** Start PAGE **

It was based off the drm-intel-nightly branch from git://anongit.freedesktop.org/drm-intel, but that was last week, we've probably had 100 patches land since then...
right, it doesn't apply to today's drm-inte-nightly either
drm-intel-nightly doesn't boot. So even if you patch did apply there, that branch isn't useful. Also, the fix to this bug must be with a patch that applies to Linux-3.15-rc. So if you can send a patch that applies to upstream Linux, I'll be more than happy to test it.
Can you try the fast-modeset branch of my kernel.org tree? git://git.kernel.org/pub/scm/linux/kernel/git/jbarnes/drm-intel
tested: git://git.kernel.org/pub/scm/linux/kernel/git/jbarnes/drm-intel fast-modeset branch, as of top commit: commit 895d2bde2fc067dcc73edfa4857cd6b088fceabb Author: Jesse Barnes <jbarnes@virtuousgeek.org> Date: Thu May 15 12:18:41 2014 -0700 drm/i915: make CRTC enable/disable asynchronous it panics on boot.
> it panics on boot. not always. sometimes system freeze, sometime system reset. once I got it to boot and was able to measure suspend/resume. i915 suspend: 115ms This is in parallel with the Lynx Point Audio, which is currently 224ms i915 resume: invisible! I ran this back-to-back with analyze_syspend -x2, and did not detect any deferred i915 resume delaying a subsequent suspend. (what happens if a suspend request occurs when your deferred resume has not completed?) So this patch looks like a very interesting prototype, but very unstable.
Yeah I don't defer the whole suspend, just the mode set part. And that gets synchronized later on (or at suspend if we suspend again that fast), but as part of a sync_work() call rather than a sync on the whole resume. For the panics, do you have any logs? I didn't see panics here on my MBA when testing, but I probably have a different config than you.
unfortunately, no logs on the panics, and death seemed to come in a variety of ways... They seemed to happen when the screen was not printing characters and then when things stopped all the only thing on the screen was something about i915 switching back to text mode -- presumably because of the panic that had since scrolled off the screen. drm-intel-nightly has died on boot all my recent attempts to use it -- so you might be inheriting something bad from drm-intel tree. If you can re-base base your patch on upstream, then apples/apples may be more reliable and objective. If there are any knobs to turn that may make the failure more visible, I'll be happy to turn them. I can also try this tree on another box.
Lenovo Yoga2 Pro had no problems booting the same kernel binary (built from kernel in comment #11) that the Dell XPS11 struggled with. I rebooted the Yoga2 5 times w/ no issues. suspend/resume also worked fine on the Yoga2. i915 supsend time was 277ms, resume time not visible (/me wonders if we should add trace points to this patch so that analyze_suspend can see when the i915 does this work). Though stable, the Yoga2 277ms is considerably slower than on the Dell XPS11, which suspended in 115ms. Further, this 277ms is the long-pole in suspend on the Yoga2, with the next slowest parallel device taking 25ms.
Created attachment 137281 [details] screen image of i915 kernel fault from Dell XPS11 The Lenovo had vt.handoff=7 on the cmdline and the Dell did not, so I slapped that on the Dell cmdline and it booted, suspended/resumed, but didn't reboot. The good news is that the resulting crash showed on the screen -- image attached. Hopefully it gives a clue.

** End PAGE **
** Start RAW DATA **

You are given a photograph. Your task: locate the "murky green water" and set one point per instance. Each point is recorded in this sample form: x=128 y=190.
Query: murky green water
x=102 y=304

** End RAW DATA **

▸ TASK DESCRIPTION:
In the thread, copy the passage that opens with "It was based" and closes with "to test it.", substituting "Linux-3.16-rc" for "Linux-3.15-rc". The lines after the thread are not needed.

▸ CORRECT ANSWER:
It was based off the drm-intel-nightly branch from git://anongit.freedesktop.org/drm-intel, but that was last week, we've probably had 100 patches land since then...
right, it doesn't apply to today's drm-inte-nightly either
drm-intel-nightly doesn't boot. So even if you patch did apply there, that branch isn't useful. Also, the fix to this bug must be with a patch that applies to Linux-3.16-rc. So if you can send a patch that applies to upstream Linux, I'll be more than happy to test it.